__Passage shown__.
** Begin **

Well, I think I had watched the movie I paid for and was trying to see two of them.


----------



## Mider T (Jun 24, 2009)

A History of Violence was the last major movie released on VHS, though I could've sworn it came out in 2006.



Kyasurin Yakuto said:


> I hope that post isn't serious because if it is.....holy crap. o_o



I don't doubt it, if it's Philly.  I've been.


----------



## krome (Jul 2, 2009)

Awhile back, I went to see some Will Ferrell movie with my dad. He fell asleep and started to sore _loudly_. Someone in the theater grabbed an employee and had us kicked out.


----------



## Mider T (Jul 2, 2009)

^Why didn't you just wake him up?  Though it does say alot about Will Ferrel movies.

Just went to go see Transformers yesterday

Not bad for me but some guy had his feet over my brother's seat and I saw sand falling from it(I didn't tell him)


----------



## Randomaxe (Jul 15, 2009)

My worst experience at the movies, was on a date with misses right and took her to see From Hell, which I only last 20 minutes into because my imagination started making these graphic pictures of death. I had cold sweats and my stomach went south, and I just had to leave the theater because I thought I was going to hurl. A promising night ended in what if's.


----------



## Hokage Naruto (Jul 15, 2009)

** End **

__What is required__. Extract the portion of the movie-theater thread running from "Awhile back, I" up to and including "T (Jul 2, 2009)", copying it verbatim.

__Data segment__.

** Begin **

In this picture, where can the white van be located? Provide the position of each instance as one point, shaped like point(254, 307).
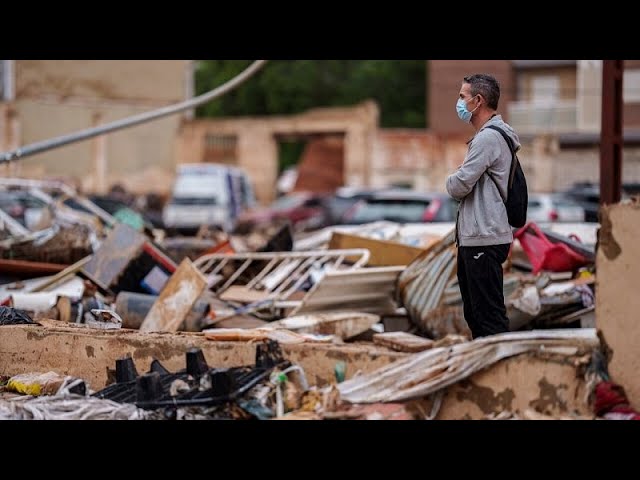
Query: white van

** End **

__Problem solution__.
Awhile back, I went to see some Will Ferrell movie with my dad. He fell asleep and started to sore _loudly_. Someone in the theater grabbed an employee and had us kicked out.


----------



## Mider T (Jul 2, 2009)